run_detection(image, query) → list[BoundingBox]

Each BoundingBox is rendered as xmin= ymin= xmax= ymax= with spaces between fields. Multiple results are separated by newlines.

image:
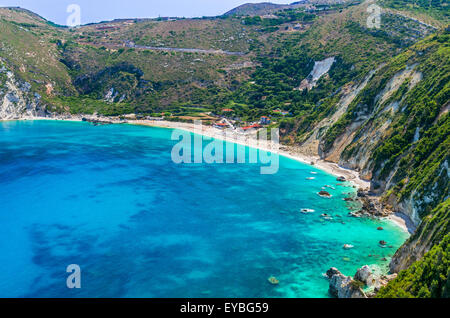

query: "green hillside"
xmin=0 ymin=0 xmax=450 ymax=297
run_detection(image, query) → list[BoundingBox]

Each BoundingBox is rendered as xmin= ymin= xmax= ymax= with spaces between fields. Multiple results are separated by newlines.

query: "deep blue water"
xmin=0 ymin=121 xmax=407 ymax=297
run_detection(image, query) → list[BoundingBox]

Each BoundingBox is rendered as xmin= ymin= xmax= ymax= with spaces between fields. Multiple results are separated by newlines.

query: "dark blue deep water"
xmin=0 ymin=121 xmax=407 ymax=297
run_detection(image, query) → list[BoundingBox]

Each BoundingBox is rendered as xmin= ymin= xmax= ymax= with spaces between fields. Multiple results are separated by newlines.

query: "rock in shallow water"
xmin=327 ymin=267 xmax=367 ymax=298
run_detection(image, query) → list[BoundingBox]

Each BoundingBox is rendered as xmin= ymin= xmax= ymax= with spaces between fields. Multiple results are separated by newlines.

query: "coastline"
xmin=0 ymin=115 xmax=416 ymax=234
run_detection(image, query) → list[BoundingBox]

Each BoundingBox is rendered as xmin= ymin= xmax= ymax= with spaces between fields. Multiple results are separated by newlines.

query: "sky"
xmin=0 ymin=0 xmax=295 ymax=25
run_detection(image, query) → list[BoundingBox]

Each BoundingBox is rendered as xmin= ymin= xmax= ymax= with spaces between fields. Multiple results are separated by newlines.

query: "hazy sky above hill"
xmin=0 ymin=0 xmax=295 ymax=25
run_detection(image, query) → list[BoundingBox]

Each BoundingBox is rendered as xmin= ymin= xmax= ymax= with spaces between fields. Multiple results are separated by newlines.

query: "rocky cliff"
xmin=0 ymin=59 xmax=48 ymax=120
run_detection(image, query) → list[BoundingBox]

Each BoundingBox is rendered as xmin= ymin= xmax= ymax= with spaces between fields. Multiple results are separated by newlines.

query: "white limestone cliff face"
xmin=0 ymin=61 xmax=48 ymax=120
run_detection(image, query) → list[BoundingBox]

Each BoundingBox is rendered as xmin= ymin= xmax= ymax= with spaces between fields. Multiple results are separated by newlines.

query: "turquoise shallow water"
xmin=0 ymin=121 xmax=407 ymax=297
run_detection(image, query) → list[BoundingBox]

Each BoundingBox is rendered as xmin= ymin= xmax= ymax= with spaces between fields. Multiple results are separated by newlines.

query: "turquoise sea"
xmin=0 ymin=121 xmax=408 ymax=298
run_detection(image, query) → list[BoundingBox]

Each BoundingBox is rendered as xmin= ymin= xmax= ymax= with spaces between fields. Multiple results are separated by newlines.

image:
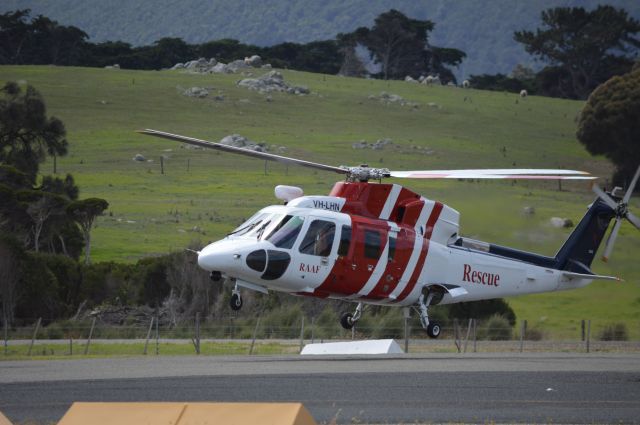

· · · · ·

How many lines of the data above contain the string "turquoise"? Reply with the number only.

2